[Entries taken from a collection]
-- Start --
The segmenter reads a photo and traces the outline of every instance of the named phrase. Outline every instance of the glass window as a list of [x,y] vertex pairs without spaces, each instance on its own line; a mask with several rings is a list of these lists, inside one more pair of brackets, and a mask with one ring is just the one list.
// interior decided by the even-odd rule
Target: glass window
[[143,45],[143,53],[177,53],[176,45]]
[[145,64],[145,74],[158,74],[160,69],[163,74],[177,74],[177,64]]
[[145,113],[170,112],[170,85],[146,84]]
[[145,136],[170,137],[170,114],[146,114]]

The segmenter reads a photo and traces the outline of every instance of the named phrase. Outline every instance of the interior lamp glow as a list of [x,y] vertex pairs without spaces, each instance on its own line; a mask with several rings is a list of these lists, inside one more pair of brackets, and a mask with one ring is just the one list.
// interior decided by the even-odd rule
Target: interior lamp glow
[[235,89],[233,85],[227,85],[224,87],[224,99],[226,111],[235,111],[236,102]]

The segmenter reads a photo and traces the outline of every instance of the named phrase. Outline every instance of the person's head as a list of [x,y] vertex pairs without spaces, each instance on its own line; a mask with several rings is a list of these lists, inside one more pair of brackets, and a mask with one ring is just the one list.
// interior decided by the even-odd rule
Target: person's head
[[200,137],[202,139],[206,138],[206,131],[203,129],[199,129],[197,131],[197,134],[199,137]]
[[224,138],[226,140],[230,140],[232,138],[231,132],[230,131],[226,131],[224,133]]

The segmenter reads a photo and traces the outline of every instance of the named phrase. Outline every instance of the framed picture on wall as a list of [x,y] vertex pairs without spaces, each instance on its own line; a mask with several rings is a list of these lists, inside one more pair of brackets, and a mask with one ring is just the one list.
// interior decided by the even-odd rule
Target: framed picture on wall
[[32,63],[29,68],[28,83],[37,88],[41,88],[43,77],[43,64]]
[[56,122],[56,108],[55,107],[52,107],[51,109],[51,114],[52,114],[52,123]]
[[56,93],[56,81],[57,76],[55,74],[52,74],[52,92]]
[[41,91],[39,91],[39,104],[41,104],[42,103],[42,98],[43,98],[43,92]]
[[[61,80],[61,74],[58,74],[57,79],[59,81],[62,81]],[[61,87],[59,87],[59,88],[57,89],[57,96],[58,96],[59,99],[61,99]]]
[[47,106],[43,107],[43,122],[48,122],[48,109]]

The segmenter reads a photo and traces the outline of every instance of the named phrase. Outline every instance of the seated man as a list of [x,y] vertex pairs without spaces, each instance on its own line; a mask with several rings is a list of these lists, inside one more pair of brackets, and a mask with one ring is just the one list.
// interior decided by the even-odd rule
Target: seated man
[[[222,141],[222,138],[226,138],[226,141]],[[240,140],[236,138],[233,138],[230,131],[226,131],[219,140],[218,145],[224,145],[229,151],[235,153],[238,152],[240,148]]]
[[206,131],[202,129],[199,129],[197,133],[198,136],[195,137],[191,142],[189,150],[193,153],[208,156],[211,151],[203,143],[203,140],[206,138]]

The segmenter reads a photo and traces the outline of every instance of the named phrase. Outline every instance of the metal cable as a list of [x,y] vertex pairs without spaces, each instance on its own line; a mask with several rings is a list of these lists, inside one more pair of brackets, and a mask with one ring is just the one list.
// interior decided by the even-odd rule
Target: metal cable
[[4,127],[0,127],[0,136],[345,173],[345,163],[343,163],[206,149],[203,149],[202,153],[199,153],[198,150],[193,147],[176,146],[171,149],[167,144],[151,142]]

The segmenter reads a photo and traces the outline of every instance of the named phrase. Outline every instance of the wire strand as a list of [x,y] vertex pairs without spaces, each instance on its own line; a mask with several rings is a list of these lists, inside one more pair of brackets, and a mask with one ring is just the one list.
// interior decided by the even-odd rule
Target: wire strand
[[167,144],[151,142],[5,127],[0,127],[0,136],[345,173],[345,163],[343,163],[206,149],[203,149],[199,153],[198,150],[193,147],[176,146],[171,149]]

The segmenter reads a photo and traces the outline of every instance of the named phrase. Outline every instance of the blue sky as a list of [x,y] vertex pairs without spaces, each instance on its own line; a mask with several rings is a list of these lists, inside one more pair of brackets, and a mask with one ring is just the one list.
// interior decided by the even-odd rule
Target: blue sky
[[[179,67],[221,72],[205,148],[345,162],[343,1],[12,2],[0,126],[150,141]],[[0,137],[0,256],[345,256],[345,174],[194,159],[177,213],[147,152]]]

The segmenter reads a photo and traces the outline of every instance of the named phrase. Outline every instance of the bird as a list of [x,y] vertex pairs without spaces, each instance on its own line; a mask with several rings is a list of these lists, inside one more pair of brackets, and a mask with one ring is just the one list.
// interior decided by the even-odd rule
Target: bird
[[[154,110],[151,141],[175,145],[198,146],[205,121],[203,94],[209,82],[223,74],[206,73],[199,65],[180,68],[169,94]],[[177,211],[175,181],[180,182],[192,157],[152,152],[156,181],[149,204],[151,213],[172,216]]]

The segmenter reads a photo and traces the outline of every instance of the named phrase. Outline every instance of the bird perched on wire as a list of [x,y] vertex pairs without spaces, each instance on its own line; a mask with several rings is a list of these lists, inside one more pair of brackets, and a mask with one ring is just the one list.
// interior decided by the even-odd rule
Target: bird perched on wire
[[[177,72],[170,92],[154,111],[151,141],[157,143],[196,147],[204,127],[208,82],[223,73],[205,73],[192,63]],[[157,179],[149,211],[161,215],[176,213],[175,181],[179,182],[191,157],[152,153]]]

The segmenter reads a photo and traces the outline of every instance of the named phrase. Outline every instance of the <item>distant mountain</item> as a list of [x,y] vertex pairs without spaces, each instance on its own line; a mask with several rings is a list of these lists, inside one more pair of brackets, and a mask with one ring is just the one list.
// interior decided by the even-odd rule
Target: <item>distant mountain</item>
-- End --
» WRITTEN INSTRUCTION:
Count how many lines of the data above contain the word "distant". Give only the number.

» SOLUTION FOR THIS TASK:
2